*Supplied material*:
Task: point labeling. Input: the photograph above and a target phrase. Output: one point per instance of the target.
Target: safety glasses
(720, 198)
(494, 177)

...

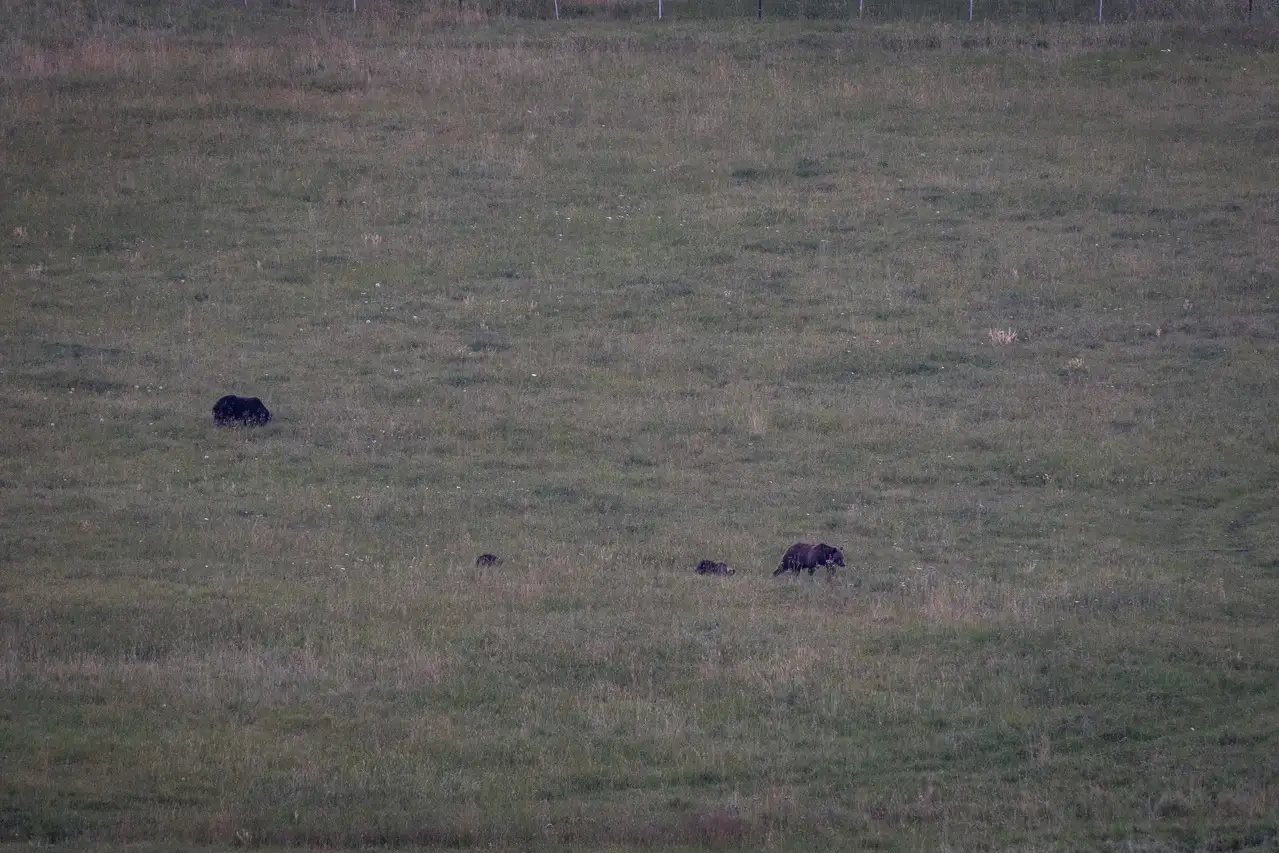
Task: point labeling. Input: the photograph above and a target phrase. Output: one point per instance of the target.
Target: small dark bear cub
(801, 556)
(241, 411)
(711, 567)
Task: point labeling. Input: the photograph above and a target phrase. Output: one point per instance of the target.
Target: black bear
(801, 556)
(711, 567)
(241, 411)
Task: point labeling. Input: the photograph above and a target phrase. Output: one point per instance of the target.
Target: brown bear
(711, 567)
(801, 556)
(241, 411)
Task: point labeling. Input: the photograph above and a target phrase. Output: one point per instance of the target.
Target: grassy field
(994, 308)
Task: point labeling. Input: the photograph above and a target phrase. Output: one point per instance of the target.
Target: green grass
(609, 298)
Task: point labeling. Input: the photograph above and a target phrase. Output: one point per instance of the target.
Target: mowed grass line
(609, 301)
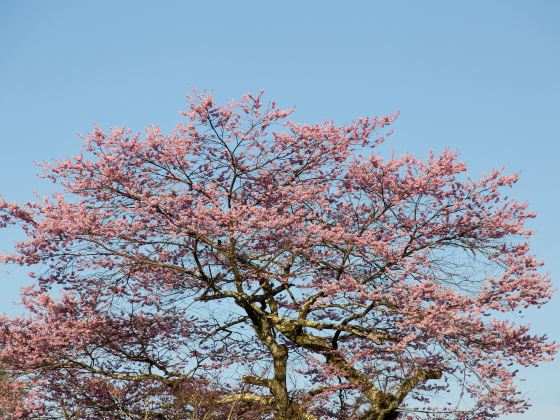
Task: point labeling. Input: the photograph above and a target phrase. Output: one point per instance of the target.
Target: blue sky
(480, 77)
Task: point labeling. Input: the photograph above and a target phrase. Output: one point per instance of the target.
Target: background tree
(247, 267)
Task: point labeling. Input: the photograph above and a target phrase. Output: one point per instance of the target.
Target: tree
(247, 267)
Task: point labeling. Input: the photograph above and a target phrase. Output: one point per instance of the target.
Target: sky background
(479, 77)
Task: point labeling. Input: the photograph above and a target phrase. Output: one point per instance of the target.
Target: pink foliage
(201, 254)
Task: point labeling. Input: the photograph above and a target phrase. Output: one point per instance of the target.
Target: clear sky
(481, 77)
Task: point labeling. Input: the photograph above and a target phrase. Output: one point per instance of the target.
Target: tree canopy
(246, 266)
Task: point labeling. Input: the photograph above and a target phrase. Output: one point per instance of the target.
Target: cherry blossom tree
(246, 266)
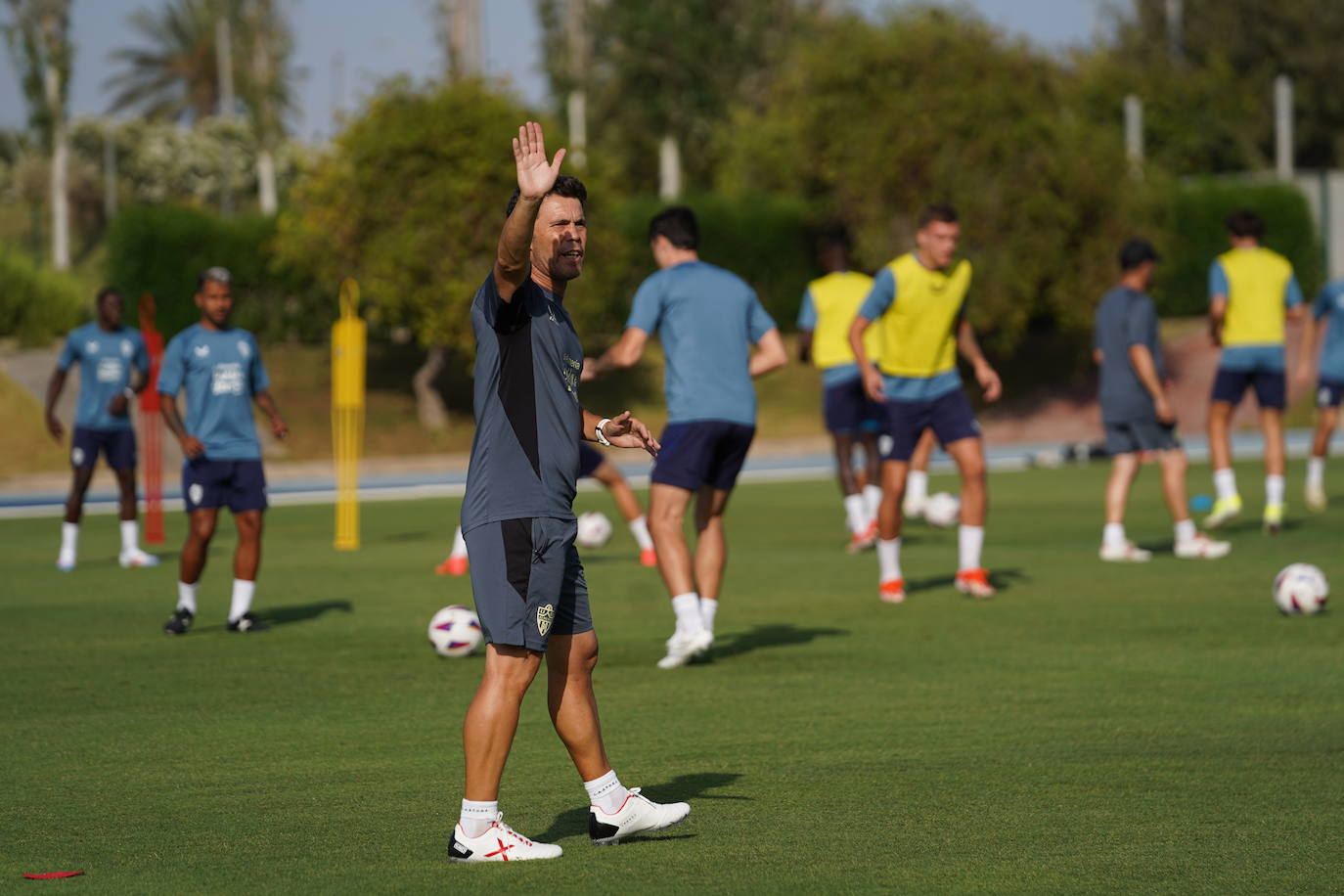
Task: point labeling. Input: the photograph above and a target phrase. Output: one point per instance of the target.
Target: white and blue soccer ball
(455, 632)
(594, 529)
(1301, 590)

*What you are asked to do*:
Please gather and copy out every line from the rows above that contains the word "bear".

*Full answer*:
Target: small dark bear cub
Target: black bear
Target: brown bear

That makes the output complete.